▶ EXERCISE GOAL: The answer must be every line from the listing that holds the string "excavator".

▶ DATA UNDER STUDY:

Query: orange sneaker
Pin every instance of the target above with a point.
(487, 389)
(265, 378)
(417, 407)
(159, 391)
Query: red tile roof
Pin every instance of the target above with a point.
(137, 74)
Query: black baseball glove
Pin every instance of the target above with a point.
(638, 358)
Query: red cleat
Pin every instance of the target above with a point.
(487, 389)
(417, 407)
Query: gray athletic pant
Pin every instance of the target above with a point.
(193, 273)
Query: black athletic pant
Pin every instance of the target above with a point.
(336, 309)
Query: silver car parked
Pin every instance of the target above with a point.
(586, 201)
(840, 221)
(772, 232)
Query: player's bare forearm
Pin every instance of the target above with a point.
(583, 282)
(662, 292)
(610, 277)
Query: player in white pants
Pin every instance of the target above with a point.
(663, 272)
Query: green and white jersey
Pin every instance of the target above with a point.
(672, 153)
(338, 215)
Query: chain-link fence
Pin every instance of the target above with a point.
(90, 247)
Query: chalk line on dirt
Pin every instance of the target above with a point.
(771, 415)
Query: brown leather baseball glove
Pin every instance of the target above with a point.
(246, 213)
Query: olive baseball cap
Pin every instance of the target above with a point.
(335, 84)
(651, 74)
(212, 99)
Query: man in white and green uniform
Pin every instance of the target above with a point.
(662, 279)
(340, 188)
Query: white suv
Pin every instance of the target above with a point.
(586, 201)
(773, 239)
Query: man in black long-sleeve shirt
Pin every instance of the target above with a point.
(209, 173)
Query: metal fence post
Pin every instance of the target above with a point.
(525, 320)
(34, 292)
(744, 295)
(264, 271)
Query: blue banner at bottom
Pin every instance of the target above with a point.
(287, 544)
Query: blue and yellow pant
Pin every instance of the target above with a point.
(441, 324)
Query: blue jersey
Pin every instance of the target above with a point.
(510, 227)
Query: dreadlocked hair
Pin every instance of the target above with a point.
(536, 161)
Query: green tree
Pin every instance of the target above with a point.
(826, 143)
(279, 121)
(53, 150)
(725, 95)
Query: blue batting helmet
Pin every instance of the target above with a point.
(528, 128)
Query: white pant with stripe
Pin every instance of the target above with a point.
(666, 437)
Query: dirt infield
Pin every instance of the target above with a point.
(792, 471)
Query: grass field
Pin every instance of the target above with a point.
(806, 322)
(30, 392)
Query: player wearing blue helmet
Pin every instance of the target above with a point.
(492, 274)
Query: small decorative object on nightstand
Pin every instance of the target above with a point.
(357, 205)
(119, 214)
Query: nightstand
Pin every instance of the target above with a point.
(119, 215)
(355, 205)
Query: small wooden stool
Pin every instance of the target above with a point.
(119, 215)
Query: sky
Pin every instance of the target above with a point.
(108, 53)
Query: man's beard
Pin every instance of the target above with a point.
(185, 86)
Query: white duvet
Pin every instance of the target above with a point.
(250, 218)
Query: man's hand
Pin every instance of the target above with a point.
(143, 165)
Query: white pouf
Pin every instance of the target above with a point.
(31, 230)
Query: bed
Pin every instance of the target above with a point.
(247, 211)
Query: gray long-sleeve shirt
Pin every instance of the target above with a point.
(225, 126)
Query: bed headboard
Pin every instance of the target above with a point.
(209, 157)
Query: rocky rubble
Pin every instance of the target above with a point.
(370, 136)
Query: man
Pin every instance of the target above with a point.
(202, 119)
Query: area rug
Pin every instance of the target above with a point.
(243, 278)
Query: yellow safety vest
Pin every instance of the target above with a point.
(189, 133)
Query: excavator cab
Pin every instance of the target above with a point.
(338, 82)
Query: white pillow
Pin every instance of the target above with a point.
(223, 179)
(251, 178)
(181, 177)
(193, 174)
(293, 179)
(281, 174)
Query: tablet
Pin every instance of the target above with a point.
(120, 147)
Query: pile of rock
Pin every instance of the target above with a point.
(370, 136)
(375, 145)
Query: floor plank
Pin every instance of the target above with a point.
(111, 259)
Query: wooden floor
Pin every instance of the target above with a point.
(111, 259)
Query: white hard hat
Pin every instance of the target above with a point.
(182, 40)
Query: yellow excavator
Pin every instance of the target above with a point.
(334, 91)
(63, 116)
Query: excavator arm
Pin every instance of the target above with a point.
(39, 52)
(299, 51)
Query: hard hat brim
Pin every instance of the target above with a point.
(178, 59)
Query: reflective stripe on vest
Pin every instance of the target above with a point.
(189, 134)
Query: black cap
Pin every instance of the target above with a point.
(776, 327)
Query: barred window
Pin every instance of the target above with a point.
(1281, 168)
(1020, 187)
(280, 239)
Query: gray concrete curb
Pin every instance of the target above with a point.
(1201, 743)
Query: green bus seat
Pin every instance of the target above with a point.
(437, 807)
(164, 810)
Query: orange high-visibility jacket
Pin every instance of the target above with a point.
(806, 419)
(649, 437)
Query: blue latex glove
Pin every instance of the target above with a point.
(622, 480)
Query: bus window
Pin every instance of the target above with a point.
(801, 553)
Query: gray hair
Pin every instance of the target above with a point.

▶ ANSWER TO THIS EXERCISE:
Query: excavator cab
Query: yellow excavator
Query: excavator arm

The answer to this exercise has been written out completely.